> EXTRACT TO READ:
——
At this point, I have a CUDA-enabled program, but I don’t have it integrated into a Visual C++ project. It actually takes a bit of work to do that. To start, I brought up the Visual C++ 2005 Express Edition IDE and clicked on the New Project button (you can also use File→New→Project… from the menu). In the New Project window, I selected Win32 as the project type and Win32 Console Application as the template. I gave the project the creative name of example1 and set its location to the C:\llpanorama\CUDA\examples directory. After clicking OK in the New Project window, and then clicking Finish in the Win32 Application Wizard window, a window opened with a simple code skeleton. I replaced the code skeleton with the code shown above.
After saving the code, I right-clicked the example1.cpp file, selected Rename from the drop-down menu and renamed the file to example1.cu. Files with the .cu extension are intended to be processed by nvcc. nvcc will extract the kernel portion of example1.cu and compile it for execution on the CUDA device while using the Visual C++ compiler to compile the remainder of the file for execution on the host.
In its default configuration, Visual C++ doesn’t know how to compile .cu file. It has to be told explicitly how to do this using a Custom Build Step. This is done by right-clicking on the example1.cu file and selecting Properties from the drop-down menu. In the Property Pages window that appears, set the Custom Build Step command line as follows:
Configuration Properties → Custom Build Step → General:
Command Line =
“$(CUDA_BIN_PATH)\nvcc.exe” -ccbin “$(VCInstallDir)bin” -c -D_DEBUG -DWIN32 -D_CONSOLE -D_MBCS -Xcompiler /EHsc,/W3,/nologo,/Wp64,/Od,/Zi,/MTd -I”$(CUDA_INC_PATH)” -I./ -o $(ConfigurationName)\example1.obj example1.cu
What does this command line do? Let’s break it down piece-by-piece:
“$(CUDA_BIN_PATH)\nvcc.exe”: The location of the nvcc compiler.
——
> COLLECTED MATERIAL:
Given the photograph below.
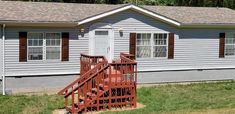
——
> ACTIVITY 1: Using the extract, explain why the file example1.cpp was renamed to example1.cu.
> ACTIVITY 2: According to the extract, which template was chosen in the New Project window?
> ACTIVITY 3: Reproduce the extract verbatim from "In its default" to "the nvcc compiler.".

> RESPONSE AREA 1: Files with the .cu extension are meant to be processed by nvcc. nvcc extracts the kernel portion of example1.cu and compiles it for execution on the CUDA device, and it uses the Visual C++ compiler to compile the rest of the file for execution on the host.

> RESPONSE AREA 2: Win32 Console Application.

> RESPONSE AREA 3:
In its default configuration, Visual C++ doesn’t know how to compile .cu file. It has to be told explicitly how to do this using a Custom Build Step. This is done by right-clicking on the example1.cu file and selecting Properties from the drop-down menu. In the Property Pages window that appears, set the Custom Build Step command line as follows:
Configuration Properties → Custom Build Step → General:
Command Line =
“$(CUDA_BIN_PATH)\nvcc.exe” -ccbin “$(VCInstallDir)bin” -c -D_DEBUG -DWIN32 -D_CONSOLE -D_MBCS -Xcompiler /EHsc,/W3,/nologo,/Wp64,/Od,/Zi,/MTd -I”$(CUDA_INC_PATH)” -I./ -o $(ConfigurationName)\example1.obj example1.cu
What does this command line do? Let’s break it down piece-by-piece:
“$(CUDA_BIN_PATH)\nvcc.exe”: The location of the nvcc compiler.